§ **Short task**:
For each of the statements 1., 2. and 3., state whether it agrees with the post on the twin paradox, answering yes or no and quoting the words of the post that settle it.
1. The writer says the earlier poster's claim of experimental support concerned the twin paradox.
2. The writer accepts the reader's example as a direct experimental test of the twin paradox set-up.
3. The writer says the reader's example deals with relativistic time dilation.

I don't doubt that.  I was careful to distinguish between experiments
which supported the structure of SR in general, from which we deduce
the expected behavior of the twins, to experiments which could be
mapped directly to the twin paradox.  The reason I made this
distinction is that the poster I replied to was blithly claiming "it"
was "well supported by experimental data" -- it being, in context, the
twin paradox.  I modestly ask how the twin paradox per se has been
subject to direct experimental test.

Your example is to the point, close by, small impact parameter, near
kill zone, as it deals with relativistic time dilation.  Nonetheless
it is not a direct experimental test of the twin paradox set-up, and
if one is going to support the sentence "it <antecendent -- the twin
paradox> ... well attested ... experimental" ... then I think if one
is not talking through one's hat one should have up one's sleeve or
possibly secreted in one's trouser legs direct experimental tests of
the twin paradox per se, and not its second cousin.

§ **Data listing**:

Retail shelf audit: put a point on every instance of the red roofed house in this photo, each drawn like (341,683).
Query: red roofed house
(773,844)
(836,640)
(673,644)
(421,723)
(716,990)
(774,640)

§ **Result for this task**:
1. Yes: "it being, in context, the twin paradox"
2. No: "it is not a direct experimental test of the twin paradox set-up"
3. Yes: "as it deals with relativistic time dilation"